Was fühlte das Mädchen, als es mit 14 Jahren an Frankreich "übergeben" wurde? Wie erlebte sie ihre Begegnung mit dem Dauphin, wie ihr Leben als Königin: die Intrigen, die Revolution und das Ende?

Das hat die Choreografin in manchen Passagen geradezu umwerfend dargestellt. Geschichten lassen sich mit Tanz ja nicht so einfach erzählen, aber die Antriebe, Gefühle und Widersprüchlichkeiten dahinter umso besser zeigen. Oft – und so auch hier – wird daher beim narrativen Ballett der "Plot" nur als Gerüst hingestellt. Darin spielen sich die wortlosen Dramen und Dynamiken der Emotionen ab. Um das plastisch präsentieren zu können, verteilt Mei Hong Lin ihre Marie Antoinette auf drei Tänzerinnen: Núria Giménez Villaroya, Kayla May Corbin und Andressa Miyazato.

Sie dringen mit viel Empathie in die Innenwelt eines Aliens vor, das von der irrsinnigen Welt des Hochadels herangezüchtet und unter permanenter Überwachung sozialisiert wurde. Etliches von dem Horror in der Psyche einer Frau, die zugleich Sklavin und Luxusgeschöpf war, kann die Choreografin herausarbeiten. Leider aber nicht alles: Sobald es nämlich zum Showdown kommt, hat Mei Hong Lin ihre Möglichkeiten schon zu sehr ausgeschöpft. Sie muss zu einer Expressivität greifen, die das Finale beinahe enthauptet.

:::::

Kannst du die Kritik zu Mei Hong Lins Ballett über Marie Antoinette im Anschluss an ihren letzten Satz fortsetzen?

:::::

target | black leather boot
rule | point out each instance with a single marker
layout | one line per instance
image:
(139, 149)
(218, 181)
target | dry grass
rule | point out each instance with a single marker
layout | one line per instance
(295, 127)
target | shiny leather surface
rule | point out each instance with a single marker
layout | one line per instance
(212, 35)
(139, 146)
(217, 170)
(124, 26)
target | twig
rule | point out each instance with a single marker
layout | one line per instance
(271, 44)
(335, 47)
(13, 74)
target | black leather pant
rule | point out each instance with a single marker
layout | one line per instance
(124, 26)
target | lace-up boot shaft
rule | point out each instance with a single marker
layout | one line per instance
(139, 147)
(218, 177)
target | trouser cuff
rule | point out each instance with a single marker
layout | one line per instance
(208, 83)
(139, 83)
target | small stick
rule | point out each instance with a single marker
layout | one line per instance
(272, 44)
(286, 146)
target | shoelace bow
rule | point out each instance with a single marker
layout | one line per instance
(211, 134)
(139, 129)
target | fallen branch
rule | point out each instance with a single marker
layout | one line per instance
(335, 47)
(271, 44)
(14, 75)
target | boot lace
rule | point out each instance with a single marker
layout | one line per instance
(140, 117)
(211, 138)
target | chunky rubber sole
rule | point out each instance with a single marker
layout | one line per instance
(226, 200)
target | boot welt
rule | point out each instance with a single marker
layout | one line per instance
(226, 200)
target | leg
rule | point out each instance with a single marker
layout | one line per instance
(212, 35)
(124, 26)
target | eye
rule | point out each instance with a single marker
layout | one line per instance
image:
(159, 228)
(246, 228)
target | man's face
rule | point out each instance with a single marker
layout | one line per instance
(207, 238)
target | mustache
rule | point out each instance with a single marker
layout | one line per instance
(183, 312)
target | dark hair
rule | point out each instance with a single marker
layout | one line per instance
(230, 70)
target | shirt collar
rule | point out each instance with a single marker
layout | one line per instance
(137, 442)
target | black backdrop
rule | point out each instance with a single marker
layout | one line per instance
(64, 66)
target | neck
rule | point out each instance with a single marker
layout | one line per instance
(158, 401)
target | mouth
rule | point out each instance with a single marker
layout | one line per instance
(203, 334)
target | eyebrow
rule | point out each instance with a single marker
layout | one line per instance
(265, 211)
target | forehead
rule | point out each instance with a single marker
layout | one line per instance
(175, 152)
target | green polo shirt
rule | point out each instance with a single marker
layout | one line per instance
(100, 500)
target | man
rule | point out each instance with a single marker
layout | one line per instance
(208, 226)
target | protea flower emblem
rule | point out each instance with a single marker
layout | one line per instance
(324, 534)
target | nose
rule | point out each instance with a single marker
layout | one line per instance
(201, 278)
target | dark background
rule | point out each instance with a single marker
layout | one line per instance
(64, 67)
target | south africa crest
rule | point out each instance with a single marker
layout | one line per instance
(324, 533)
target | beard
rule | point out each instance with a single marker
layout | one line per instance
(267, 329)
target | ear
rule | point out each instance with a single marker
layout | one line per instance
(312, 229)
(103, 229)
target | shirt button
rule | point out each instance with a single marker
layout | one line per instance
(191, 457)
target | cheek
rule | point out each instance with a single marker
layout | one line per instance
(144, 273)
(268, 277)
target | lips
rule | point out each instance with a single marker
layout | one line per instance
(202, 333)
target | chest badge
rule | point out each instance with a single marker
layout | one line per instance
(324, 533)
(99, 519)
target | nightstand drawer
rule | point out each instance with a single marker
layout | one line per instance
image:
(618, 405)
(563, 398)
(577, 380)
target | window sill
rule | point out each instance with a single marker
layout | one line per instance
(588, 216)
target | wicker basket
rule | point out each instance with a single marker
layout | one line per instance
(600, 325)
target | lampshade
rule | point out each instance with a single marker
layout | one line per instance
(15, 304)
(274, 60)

:::::

Ergebnis der Übung ::
Tänzer machen ihre Sache gut

In manchen Passagen hängt der Tanz in den Netzen der Musik fest, aber zuweilen führt Haupts Klanglandschaft Mei Hong Lins sehr feine Tänzerinnen und Tänzer auch in richtig wilde Gegenden. Und Dirk Hofackers überdeutliche Bühne und Kostüme unterstreichen eine kindliche Note, die in der gesamten Inszenierung mitschwingt und sie ab und zu treffend ironisiert.

Das Linzer Uraufführungspublikum zollte dem Tanz und der Musik respektvollen Applaus, fast bis an den Rand der Begeisterung. (Helmut Ploebst, 1.4.2019)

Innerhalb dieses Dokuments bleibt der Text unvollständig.